• [Page extract]:
— Start —

Determine whether a payment correctly settles an invoice.


Agentic Workflows

Trigger downstream actions:

  • approve,
  • escalate,
  • notify,
  • reconcile,
  • update ERP.

The same dataset becomes reusable across multiple machine learning tasks.


Lessons Learned

After generating hundreds of thousands of synthetic enterprise transactions, one lesson became obvious.

Volume alone is meaningless.

Relationships matter.

Business logic matters.

Ground truth matters.

If your synthetic dataset behaves like a real business, your AI system learns to solve real business problems.

If your synthetic dataset behaves like random CSV files, your AI system learns randomness.


Conclusion

Synthetic data is not a shortcut.

It is an engineering discipline.

Well-designed synthetic datasets preserve business logic, entity relationships, referential integrity, and realistic variability.

These characteristics make them valuable not only for machine learning but also for benchmarking, software testing, API validation, and enterprise automation.

— End —

• [Written instruction A]:
Pick out every line of the records that contains the word "wall", and copy each one. Case counts.

• [Records shown]:
— Start —

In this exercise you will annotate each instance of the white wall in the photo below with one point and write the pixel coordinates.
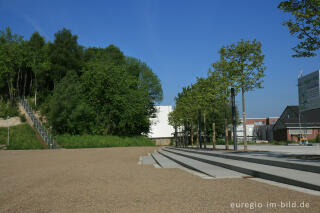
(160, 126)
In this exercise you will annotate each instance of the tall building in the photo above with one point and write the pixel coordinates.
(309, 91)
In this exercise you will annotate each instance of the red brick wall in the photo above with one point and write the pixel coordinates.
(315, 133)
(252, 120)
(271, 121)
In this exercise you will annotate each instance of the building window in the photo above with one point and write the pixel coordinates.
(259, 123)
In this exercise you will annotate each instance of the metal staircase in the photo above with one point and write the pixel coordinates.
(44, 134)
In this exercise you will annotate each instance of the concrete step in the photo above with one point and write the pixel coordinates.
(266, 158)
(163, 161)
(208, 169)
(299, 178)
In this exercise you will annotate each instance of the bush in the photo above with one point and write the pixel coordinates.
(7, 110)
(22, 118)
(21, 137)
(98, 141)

— End —
— Start —

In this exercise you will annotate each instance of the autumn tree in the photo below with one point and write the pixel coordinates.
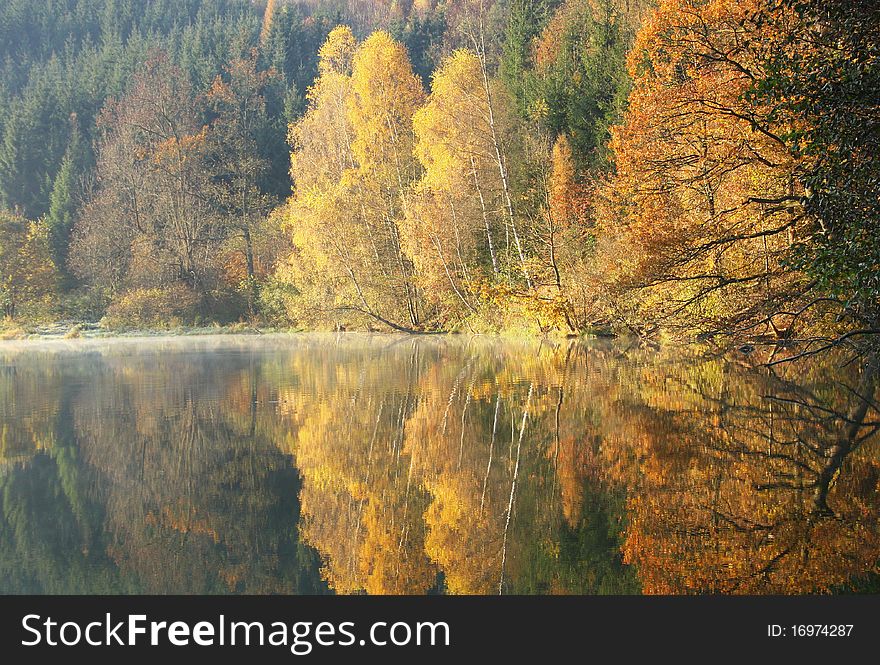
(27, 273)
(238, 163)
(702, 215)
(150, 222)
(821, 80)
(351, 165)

— End —
— Start —

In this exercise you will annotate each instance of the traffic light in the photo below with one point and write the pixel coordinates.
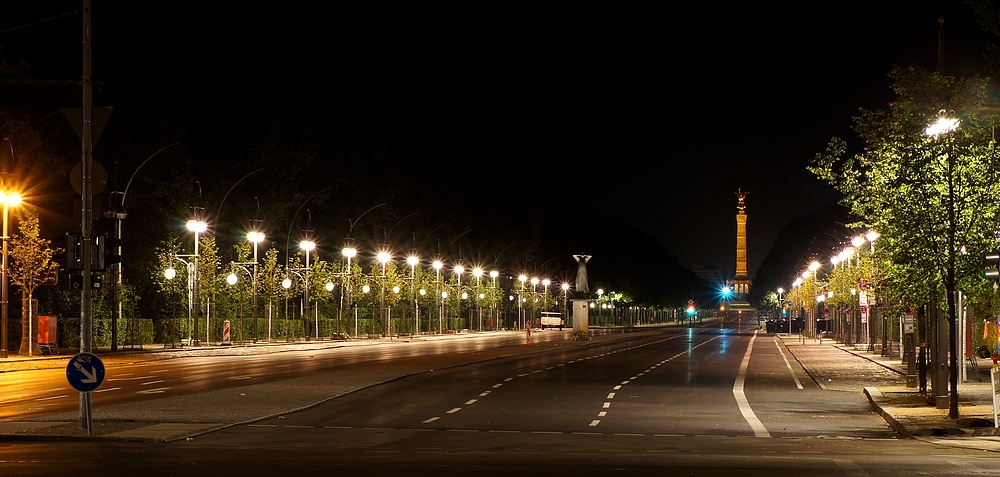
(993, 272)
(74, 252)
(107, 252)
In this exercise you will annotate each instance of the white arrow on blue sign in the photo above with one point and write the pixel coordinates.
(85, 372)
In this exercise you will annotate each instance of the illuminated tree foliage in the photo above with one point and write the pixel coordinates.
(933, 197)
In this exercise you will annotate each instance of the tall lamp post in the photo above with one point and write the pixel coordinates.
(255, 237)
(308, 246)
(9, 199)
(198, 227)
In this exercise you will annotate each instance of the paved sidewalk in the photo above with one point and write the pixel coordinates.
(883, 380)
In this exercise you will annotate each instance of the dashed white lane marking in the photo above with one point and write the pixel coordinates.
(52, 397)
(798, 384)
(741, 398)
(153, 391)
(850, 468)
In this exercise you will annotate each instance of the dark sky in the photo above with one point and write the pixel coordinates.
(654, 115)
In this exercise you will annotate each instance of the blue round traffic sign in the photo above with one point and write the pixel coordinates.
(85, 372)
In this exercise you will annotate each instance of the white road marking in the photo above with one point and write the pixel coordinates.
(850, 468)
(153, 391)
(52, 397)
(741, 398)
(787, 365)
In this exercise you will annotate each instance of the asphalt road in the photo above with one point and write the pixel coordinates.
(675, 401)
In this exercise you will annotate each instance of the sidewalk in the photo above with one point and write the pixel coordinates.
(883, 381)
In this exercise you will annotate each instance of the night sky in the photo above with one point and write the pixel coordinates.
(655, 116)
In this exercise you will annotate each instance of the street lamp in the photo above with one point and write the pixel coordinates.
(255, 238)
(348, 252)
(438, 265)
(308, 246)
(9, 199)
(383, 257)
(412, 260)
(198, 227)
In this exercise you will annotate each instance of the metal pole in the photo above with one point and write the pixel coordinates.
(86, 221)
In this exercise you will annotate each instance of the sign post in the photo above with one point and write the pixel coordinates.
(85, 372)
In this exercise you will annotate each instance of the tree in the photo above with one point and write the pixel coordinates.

— End —

• [Written instruction B]:
Answer these questions from the synthetic data extract:
(i) Which downstream action is listed right after "reconcile"?
(ii) Under "Lessons Learned", what is called meaningless on its own?
(iii) In the conclusion, what is synthetic data said to be instead of a shortcut?

• [Task response A]:
In this exercise you will annotate each instance of the white wall in the photo below with one point and write the pixel coordinates.
In this exercise you will annotate each instance of the red brick wall in the photo above with one point and write the pixel coordinates.

• [Task response B]:
(i) Update ERP.
(ii) Volume.
(iii) An engineering discipline.